▸ **Exercises to complete**:
- 1) Do these statements agree with the article on risk allocation in German PPP projects? (a) Projects realized in Germany so far reveal a uniform risk structure. (b) Not every public sector investment project can be carried out as a public-private partnership. (c) A generally acknowledged market standard for risk allocation exists. Answer each yes or no, quoting the article's deciding words.
- 2) Resume the article on risk allocation in German PPP projects, picking up after its last sentence.

▸ **Excerpted passage**:
-- Start --

Germany: Risk allocation and incentive systems in the case of a Private Finance Initiative

Last Updated: 16 December 2004
Article by Ulrich Eder

Not every public sector investment project can be realized as part of a public-private-partnership (PPP). For those projects that cannot be realized in this form alternative forms of financing are available. Nevertheless, the penalties suffered by the public sector partner are normally much greater if it consents to a disadvantageous allocation of the project risks and allows the PPP project to be performed uneconomically. Consequently, an advantageous allocation of risks and the creation of an incentive system are two inseparable key elements when structuring the public-private-partnership to the advantage of the public sector.

Projects realized in Germany to date do not allow any uniform risk structure to be discerned. This is partly due to the fact that the projects themselves differ too greatly and the aims of the public sector are too varied. Consequently, there is only a limited degree of comparability. Moreover, the negotiating power of the public sector and the appreciation of the risks on the part of those acting for the public sector may also vary to a very great extent. At the time of planning and realizing the projects, there is a focus on the benefits of mutual success and an unwillingness to discuss the consequences and remedies of failure. Experience shows that specific risk allocation tends to be based on random considerations than on any form of systematic planning. It is necessary to say that there is no such thing as a generally acknowledged market standard in this area. Instead, it is possible to elaborate an individual risk profile tailored to the circumstances of the specific case.

-- End --

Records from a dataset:
-- Start --

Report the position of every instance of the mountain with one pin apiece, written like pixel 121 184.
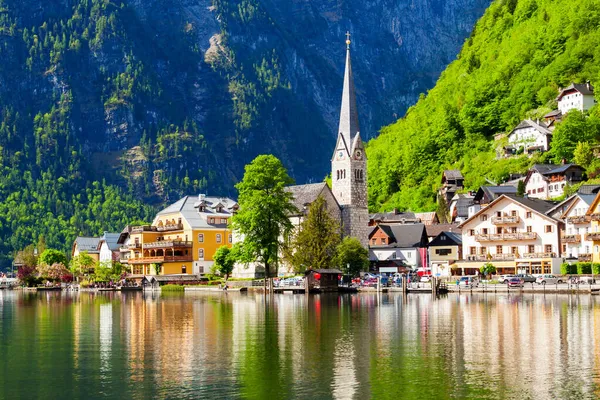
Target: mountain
pixel 110 105
pixel 511 67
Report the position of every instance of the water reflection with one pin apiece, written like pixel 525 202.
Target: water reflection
pixel 147 345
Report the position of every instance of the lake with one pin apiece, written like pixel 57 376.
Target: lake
pixel 196 345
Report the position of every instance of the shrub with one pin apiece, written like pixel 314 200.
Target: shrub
pixel 172 288
pixel 584 268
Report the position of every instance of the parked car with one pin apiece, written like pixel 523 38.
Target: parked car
pixel 547 279
pixel 468 281
pixel 505 278
pixel 515 282
pixel 526 278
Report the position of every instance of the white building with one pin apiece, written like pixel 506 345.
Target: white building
pixel 577 226
pixel 531 136
pixel 547 181
pixel 576 97
pixel 515 234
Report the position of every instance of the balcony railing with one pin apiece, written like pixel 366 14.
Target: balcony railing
pixel 160 259
pixel 579 219
pixel 571 238
pixel 494 237
pixel 170 227
pixel 594 236
pixel 167 243
pixel 584 258
pixel 539 255
pixel 506 219
pixel 594 216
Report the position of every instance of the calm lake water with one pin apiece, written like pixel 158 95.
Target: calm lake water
pixel 360 346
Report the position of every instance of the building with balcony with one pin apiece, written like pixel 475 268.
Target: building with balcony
pixel 513 233
pixel 577 227
pixel 182 239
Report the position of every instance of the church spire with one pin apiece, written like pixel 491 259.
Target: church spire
pixel 349 127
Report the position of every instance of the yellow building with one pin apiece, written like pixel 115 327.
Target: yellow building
pixel 594 235
pixel 183 237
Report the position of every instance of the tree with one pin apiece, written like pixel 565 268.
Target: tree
pixel 265 207
pixel 583 154
pixel 521 188
pixel 51 256
pixel 351 257
pixel 487 269
pixel 224 260
pixel 315 243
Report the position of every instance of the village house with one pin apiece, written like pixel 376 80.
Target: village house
pixel 529 137
pixel 183 237
pixel 398 247
pixel 515 234
pixel 576 246
pixel 547 181
pixel 108 249
pixel 444 251
pixel 88 245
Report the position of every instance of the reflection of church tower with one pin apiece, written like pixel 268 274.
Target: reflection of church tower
pixel 349 163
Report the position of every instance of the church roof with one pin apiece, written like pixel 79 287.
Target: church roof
pixel 306 194
pixel 349 127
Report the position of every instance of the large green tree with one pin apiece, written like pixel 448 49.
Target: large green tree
pixel 265 207
pixel 315 243
pixel 351 257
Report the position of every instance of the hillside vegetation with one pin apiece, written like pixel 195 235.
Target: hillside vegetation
pixel 511 67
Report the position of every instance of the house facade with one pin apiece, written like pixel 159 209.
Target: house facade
pixel 397 247
pixel 183 237
pixel 546 181
pixel 514 234
pixel 444 251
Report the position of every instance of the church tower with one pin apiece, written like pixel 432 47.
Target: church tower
pixel 349 163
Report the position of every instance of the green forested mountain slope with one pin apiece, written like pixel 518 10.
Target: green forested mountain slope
pixel 518 56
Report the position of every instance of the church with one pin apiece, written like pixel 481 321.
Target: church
pixel 347 198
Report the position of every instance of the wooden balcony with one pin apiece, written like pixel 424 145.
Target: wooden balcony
pixel 539 255
pixel 496 237
pixel 595 236
pixel 571 238
pixel 579 219
pixel 594 216
pixel 506 220
pixel 160 259
pixel 584 258
pixel 163 244
pixel 169 227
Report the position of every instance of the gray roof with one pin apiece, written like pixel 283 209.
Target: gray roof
pixel 188 207
pixel 404 236
pixel 349 127
pixel 538 126
pixel 111 240
pixel 86 243
pixel 583 88
pixel 304 195
pixel 588 189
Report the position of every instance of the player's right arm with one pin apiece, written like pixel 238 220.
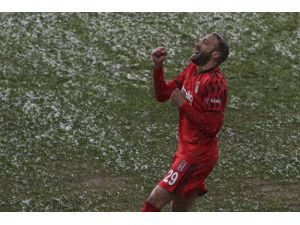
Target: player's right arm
pixel 163 89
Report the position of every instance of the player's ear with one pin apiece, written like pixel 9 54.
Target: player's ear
pixel 216 56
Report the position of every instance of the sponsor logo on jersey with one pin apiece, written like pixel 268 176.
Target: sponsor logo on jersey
pixel 197 86
pixel 181 166
pixel 212 100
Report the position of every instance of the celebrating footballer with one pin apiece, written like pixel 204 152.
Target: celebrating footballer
pixel 200 93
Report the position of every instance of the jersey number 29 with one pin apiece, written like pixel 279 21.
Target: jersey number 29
pixel 171 177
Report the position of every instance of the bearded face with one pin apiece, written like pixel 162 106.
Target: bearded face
pixel 200 58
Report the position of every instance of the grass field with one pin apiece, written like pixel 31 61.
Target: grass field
pixel 80 129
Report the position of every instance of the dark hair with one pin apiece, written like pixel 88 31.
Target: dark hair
pixel 222 47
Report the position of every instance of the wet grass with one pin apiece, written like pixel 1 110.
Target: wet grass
pixel 81 131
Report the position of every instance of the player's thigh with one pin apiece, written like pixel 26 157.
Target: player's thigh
pixel 159 197
pixel 184 204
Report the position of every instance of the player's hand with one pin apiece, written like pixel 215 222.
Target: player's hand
pixel 178 97
pixel 159 55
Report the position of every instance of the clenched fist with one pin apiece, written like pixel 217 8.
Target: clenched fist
pixel 159 55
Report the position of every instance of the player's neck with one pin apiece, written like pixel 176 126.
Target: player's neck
pixel 206 67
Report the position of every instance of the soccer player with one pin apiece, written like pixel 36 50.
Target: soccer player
pixel 200 93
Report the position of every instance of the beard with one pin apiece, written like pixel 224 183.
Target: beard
pixel 201 58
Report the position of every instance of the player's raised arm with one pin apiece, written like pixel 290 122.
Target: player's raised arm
pixel 163 89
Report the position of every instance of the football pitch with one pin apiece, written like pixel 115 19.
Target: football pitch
pixel 80 129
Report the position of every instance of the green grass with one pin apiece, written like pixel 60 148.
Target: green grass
pixel 80 129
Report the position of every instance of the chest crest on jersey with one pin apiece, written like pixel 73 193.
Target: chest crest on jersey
pixel 188 95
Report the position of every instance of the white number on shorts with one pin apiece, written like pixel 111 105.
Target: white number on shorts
pixel 171 177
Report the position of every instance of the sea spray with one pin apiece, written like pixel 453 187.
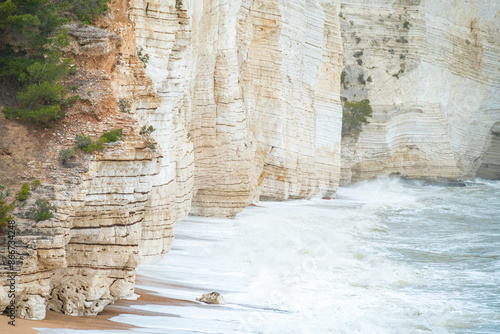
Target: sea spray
pixel 388 256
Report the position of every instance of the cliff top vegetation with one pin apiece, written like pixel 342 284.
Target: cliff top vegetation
pixel 32 37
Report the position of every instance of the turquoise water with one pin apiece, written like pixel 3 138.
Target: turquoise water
pixel 387 256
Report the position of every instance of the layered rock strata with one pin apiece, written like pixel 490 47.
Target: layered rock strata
pixel 244 100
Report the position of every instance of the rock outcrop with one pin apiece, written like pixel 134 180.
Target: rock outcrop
pixel 244 98
pixel 432 73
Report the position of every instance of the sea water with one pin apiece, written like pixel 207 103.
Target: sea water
pixel 387 256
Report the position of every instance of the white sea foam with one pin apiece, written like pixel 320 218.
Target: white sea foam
pixel 386 257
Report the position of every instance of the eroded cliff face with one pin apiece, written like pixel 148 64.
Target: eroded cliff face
pixel 254 85
pixel 244 99
pixel 244 96
pixel 432 75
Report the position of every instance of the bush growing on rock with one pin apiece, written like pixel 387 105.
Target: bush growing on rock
pixel 124 106
pixel 31 57
pixel 147 130
pixel 23 194
pixel 66 155
pixel 111 136
pixel 354 115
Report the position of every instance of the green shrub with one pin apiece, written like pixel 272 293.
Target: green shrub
pixel 144 57
pixel 4 193
pixel 147 130
pixel 5 216
pixel 85 143
pixel 111 136
pixel 43 210
pixel 124 106
pixel 33 37
pixel 358 54
pixel 361 79
pixel 354 115
pixel 23 194
pixel 87 10
pixel 82 141
pixel 66 155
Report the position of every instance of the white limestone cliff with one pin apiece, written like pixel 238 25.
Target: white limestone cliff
pixel 244 96
pixel 244 99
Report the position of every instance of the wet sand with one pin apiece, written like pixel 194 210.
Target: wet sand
pixel 99 322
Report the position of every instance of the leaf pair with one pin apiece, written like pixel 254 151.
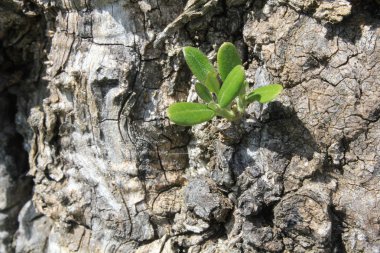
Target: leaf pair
pixel 232 74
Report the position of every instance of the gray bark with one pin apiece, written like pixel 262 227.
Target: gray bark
pixel 112 174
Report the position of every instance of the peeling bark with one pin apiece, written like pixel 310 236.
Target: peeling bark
pixel 112 174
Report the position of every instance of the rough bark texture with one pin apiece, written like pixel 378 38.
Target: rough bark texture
pixel 112 174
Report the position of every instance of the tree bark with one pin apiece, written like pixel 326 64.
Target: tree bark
pixel 84 89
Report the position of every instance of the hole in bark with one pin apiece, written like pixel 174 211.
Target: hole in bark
pixel 337 218
pixel 268 214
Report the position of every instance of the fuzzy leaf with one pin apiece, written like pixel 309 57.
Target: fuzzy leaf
pixel 228 57
pixel 198 63
pixel 188 114
pixel 203 92
pixel 264 94
pixel 231 86
pixel 212 82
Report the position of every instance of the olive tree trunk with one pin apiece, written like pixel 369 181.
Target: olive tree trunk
pixel 84 85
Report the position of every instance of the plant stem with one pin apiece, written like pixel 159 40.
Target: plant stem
pixel 229 114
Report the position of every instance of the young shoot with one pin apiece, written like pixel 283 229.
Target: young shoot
pixel 229 99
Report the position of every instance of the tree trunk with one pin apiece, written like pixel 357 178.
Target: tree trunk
pixel 84 86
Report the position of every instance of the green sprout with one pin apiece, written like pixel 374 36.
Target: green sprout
pixel 228 100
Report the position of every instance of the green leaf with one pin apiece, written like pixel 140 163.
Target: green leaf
pixel 228 57
pixel 198 63
pixel 188 114
pixel 203 92
pixel 264 94
pixel 231 86
pixel 212 82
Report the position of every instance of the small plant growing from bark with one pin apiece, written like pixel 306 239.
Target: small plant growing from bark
pixel 228 100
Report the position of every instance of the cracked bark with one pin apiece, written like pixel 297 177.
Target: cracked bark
pixel 111 174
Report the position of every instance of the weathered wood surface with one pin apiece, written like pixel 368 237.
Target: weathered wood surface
pixel 111 174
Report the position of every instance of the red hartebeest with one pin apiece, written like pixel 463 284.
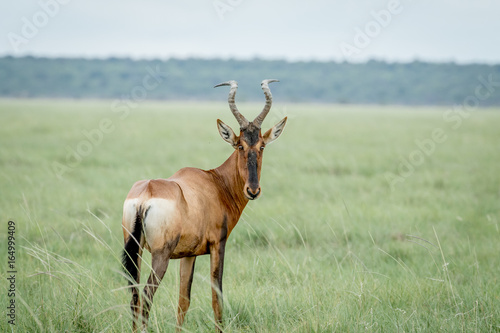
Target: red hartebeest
pixel 193 212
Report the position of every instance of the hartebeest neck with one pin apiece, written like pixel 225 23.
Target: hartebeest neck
pixel 231 186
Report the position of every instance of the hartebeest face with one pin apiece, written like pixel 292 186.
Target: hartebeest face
pixel 250 145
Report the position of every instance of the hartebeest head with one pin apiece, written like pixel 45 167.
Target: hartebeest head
pixel 250 143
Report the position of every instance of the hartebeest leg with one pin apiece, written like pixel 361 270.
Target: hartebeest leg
pixel 186 272
pixel 135 303
pixel 216 270
pixel 159 264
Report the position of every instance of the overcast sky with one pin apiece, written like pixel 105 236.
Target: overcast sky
pixel 395 30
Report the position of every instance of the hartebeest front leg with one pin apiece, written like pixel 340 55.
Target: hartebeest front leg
pixel 186 273
pixel 216 270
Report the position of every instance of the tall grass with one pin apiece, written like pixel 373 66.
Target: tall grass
pixel 330 246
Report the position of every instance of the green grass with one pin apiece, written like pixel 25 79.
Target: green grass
pixel 329 247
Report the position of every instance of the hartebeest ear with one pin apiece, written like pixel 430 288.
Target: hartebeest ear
pixel 273 133
pixel 227 133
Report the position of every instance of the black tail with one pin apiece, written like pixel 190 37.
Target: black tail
pixel 131 250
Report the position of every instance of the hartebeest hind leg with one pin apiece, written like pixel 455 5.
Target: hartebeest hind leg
pixel 159 263
pixel 216 270
pixel 135 303
pixel 186 277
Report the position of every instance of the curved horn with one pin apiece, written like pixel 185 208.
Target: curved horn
pixel 232 105
pixel 269 101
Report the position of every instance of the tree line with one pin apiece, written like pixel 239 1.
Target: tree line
pixel 372 82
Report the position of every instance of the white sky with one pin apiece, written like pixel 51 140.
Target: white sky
pixel 430 30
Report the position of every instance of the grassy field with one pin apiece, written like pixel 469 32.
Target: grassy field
pixel 378 219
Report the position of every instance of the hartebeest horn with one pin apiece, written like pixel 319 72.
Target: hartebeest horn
pixel 232 105
pixel 269 101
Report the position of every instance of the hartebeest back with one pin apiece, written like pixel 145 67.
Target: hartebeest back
pixel 193 213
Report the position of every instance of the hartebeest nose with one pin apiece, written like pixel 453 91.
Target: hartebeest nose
pixel 252 194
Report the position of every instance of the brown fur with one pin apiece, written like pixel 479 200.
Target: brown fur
pixel 193 213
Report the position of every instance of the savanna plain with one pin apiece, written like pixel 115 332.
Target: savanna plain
pixel 369 220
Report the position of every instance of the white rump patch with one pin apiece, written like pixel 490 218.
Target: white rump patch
pixel 160 215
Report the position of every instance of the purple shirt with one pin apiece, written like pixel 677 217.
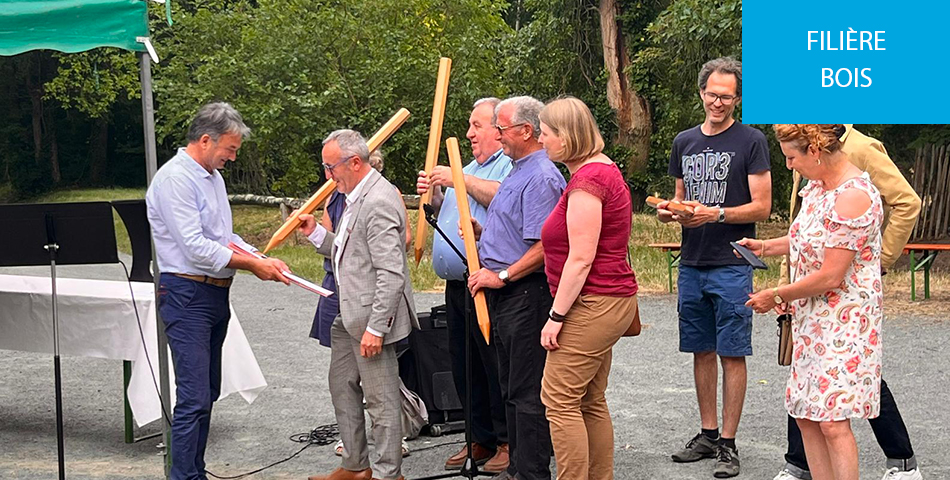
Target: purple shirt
pixel 517 212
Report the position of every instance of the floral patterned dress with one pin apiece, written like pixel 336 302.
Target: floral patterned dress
pixel 836 367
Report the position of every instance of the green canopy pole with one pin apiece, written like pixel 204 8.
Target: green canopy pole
pixel 151 166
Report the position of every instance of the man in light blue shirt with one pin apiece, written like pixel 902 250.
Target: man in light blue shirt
pixel 482 179
pixel 190 218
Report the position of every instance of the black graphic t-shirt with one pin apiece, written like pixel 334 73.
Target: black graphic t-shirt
pixel 715 170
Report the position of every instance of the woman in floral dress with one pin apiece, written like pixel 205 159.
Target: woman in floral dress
pixel 835 299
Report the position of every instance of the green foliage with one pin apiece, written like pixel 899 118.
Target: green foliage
pixel 91 82
pixel 299 69
pixel 675 45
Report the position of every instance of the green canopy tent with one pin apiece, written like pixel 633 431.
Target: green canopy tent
pixel 75 26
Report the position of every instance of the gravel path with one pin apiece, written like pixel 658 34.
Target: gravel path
pixel 651 396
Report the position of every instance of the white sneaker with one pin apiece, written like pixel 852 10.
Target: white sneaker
pixel 786 475
pixel 895 473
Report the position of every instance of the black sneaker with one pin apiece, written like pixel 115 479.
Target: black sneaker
pixel 698 448
pixel 727 462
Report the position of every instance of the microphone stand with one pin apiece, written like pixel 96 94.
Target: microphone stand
pixel 470 468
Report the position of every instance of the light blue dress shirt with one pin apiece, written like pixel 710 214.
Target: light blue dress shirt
pixel 519 209
pixel 446 263
pixel 190 218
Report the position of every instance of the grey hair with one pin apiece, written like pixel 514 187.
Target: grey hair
pixel 351 143
pixel 527 111
pixel 723 65
pixel 216 119
pixel 493 101
pixel 376 160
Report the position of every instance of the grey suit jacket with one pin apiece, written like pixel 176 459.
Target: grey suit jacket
pixel 373 281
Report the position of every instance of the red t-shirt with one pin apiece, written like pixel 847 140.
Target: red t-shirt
pixel 610 274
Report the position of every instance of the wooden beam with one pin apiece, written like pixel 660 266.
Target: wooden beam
pixel 432 153
pixel 468 233
pixel 324 191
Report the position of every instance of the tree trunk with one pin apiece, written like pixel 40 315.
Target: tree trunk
pixel 99 149
pixel 35 91
pixel 53 150
pixel 634 120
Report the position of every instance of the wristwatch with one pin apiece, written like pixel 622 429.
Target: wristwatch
pixel 776 297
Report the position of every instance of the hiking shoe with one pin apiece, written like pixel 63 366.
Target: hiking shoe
pixel 698 448
pixel 895 473
pixel 727 462
pixel 786 475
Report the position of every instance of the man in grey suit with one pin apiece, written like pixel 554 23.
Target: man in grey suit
pixel 376 308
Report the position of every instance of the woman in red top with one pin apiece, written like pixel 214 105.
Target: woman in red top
pixel 594 288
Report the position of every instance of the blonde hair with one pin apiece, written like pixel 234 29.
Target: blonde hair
pixel 824 137
pixel 571 121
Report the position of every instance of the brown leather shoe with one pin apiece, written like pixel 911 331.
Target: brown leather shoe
pixel 344 474
pixel 479 453
pixel 499 462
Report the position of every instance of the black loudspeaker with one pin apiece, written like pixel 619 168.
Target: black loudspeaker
pixel 426 369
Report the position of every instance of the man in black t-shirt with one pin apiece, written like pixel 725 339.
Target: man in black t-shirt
pixel 722 170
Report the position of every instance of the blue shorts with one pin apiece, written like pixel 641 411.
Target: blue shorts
pixel 712 311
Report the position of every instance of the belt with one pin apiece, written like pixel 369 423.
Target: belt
pixel 218 282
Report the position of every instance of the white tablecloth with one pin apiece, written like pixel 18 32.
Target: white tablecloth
pixel 97 319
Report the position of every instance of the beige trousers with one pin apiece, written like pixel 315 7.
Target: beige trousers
pixel 575 378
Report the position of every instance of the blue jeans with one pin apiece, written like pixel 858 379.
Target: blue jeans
pixel 196 321
pixel 712 311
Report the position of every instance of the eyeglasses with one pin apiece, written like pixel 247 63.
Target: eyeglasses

-- End --

▸ **Responses to the tasks**:
- 1)
(a) No: "Projects realized in Germany to date do not allow any uniform risk structure to be discerned."
(b) Yes: "Not every public sector investment project can be realized as part of a public-private-partnership (PPP)."
(c) No: "It is necessary to say that there is no such thing as a generally acknowledged market standard in this area."

- 2)
The involvement of private capital and private expertise in public infrastructure projects is not an automatic guarantee of the economic efficiency of the PPP model. The private partner’s pursuit of profit in the transaction in accordance with the commercial principles can only be an incentive for cost-effective project realization if the public partner does not unilaterally bear the risk of the costs. For this reason, these risks must be structured and shared in such a way that private and public partners benefit equally from cost advantages and optimization. If the private partner has no particular incentive to realize the project better, faster and more cost-effectively than the public partner could do alone, the PPP model will gradually lose its attraction. For this reason, the creation of an incentive system is particularly in the public interest. Experience has shown that, in practice, it is impossible to separate risk allocation and the establishment of this incentive system and this must be regarded as a single structuring task.

The risks of PPP and their distribution between the parties

Construction of a public infrastructure project involves a large number of different types of risks. It makes sense to define and classify the specific risks when they can be, and will be, divided between different parties. Accordingly, public-private-partnership is a matter that necessarily requires careful evaluation of any existing risks.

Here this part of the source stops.